**SOURCE RECORDS**
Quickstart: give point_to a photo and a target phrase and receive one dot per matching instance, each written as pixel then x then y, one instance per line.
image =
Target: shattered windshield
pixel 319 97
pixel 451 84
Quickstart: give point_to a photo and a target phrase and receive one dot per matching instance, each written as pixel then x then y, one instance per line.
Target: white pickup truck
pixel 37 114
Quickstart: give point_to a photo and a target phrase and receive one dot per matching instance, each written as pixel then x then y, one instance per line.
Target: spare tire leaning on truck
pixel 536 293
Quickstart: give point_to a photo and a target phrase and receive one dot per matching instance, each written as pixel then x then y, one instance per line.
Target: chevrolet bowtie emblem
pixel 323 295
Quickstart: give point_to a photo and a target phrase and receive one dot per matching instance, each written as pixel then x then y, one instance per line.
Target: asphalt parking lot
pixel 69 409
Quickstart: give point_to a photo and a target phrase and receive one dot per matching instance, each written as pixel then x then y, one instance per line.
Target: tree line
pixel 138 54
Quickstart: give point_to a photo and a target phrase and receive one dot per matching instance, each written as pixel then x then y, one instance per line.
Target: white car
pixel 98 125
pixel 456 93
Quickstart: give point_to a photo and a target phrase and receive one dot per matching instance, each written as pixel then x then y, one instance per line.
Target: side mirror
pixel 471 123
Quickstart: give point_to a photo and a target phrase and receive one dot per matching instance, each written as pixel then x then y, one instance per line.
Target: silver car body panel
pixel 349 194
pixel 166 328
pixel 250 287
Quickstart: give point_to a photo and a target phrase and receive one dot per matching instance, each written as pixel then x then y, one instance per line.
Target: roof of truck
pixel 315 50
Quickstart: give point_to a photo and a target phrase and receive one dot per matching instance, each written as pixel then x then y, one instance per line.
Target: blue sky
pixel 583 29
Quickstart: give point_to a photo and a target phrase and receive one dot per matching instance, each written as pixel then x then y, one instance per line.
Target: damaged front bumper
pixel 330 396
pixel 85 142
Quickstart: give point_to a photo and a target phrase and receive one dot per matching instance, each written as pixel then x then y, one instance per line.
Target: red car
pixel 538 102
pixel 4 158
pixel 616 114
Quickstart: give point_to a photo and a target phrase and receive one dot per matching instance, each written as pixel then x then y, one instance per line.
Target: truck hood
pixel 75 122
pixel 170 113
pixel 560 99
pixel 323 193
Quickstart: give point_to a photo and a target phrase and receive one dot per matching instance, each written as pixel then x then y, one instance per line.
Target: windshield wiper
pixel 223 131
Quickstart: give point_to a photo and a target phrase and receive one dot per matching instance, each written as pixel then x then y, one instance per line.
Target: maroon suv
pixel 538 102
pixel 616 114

**ACTIVITY**
Write the data above out again in full, exactly.

**RESULT FOR THIS TASK**
Quickstart: give point_to a photo and a target phrase and receive one dot per matching instance, each written as pixel then x then y, one instance per line.
image =
Target: shattered windshield
pixel 319 97
pixel 451 84
Quickstart: give point_to a photo and a target phrase and receive one dot per matching instance, each written as pixel then x then y, one instance per line.
Target: white pickup truck
pixel 37 114
Quickstart: give point_to a photo and a target phrase and receive one dot per matching instance, each written as pixel then x then y, one instance per line.
Target: spare tire leaning on truck
pixel 536 293
Quickstart: give point_to a photo and a target phrase and receive one dot per matching instance, each written as pixel then x then y, one instance per line.
Target: chevrolet bowtie emblem
pixel 323 295
Quickstart: give point_to a photo and a target phrase and receive one dot per matching instance, each written as pixel then x then y, one instance per line.
Target: asphalt parking lot
pixel 69 409
Quickstart: give point_to a photo and a target phrase and receive one dot per matching instance, each written as pixel then x then y, one instance per line.
Target: tree line
pixel 138 54
Quickstart: give point_to a photo and a target phrase and receive one dot per matching instance, each written as pixel then x then y, one instance per line.
Target: white car
pixel 98 125
pixel 456 93
Quickstart: give point_to a photo and a target phrase and receive one dot per matching instance, each written as pixel then x then y, one instance per line.
Target: side mirror
pixel 471 123
Quickstart: give point_to a photo and a target phrase and receive one dot per matching instance, each written as pixel then x then y, one instance per line.
Target: silver car body panel
pixel 349 194
pixel 166 328
pixel 250 287
Quickstart: give point_to a photo and a target phrase and receive one dot per matching instance, each written as pixel then x then y, one instance per line.
Target: roof of truck
pixel 315 50
Quickstart: give point_to a photo and a target phrase and receive one dot per matching instance, each written as pixel then x then y, one instance per line.
Target: blue sky
pixel 583 29
Quickstart: give point_to a photo and a target phrase and receive one dot per matching instance, each written as pixel then x then y, one instance per line.
Target: damaged front bumper
pixel 330 396
pixel 85 142
Quickstart: give point_to a photo and a target phrase and receive one dot per matching instance, each written as pixel then x then y, one instance per line.
Target: red car
pixel 538 102
pixel 4 158
pixel 616 114
Quickstart: give point_to a photo and a target phrase and receive one dot per matching instance, each written as pixel then x then y, one instance per line.
Target: truck hood
pixel 75 122
pixel 170 113
pixel 560 99
pixel 323 193
Quickstart: give point_to a photo and a target phrase and receive one dot per matching instance, each written as pixel then x then y, one instance per line.
Target: windshield wiper
pixel 223 131
Quickstart: give point_to a photo and a target phrase and receive one dot per matching instance, each written as pixel then x then y, one instance per line.
Target: maroon suv
pixel 538 102
pixel 616 114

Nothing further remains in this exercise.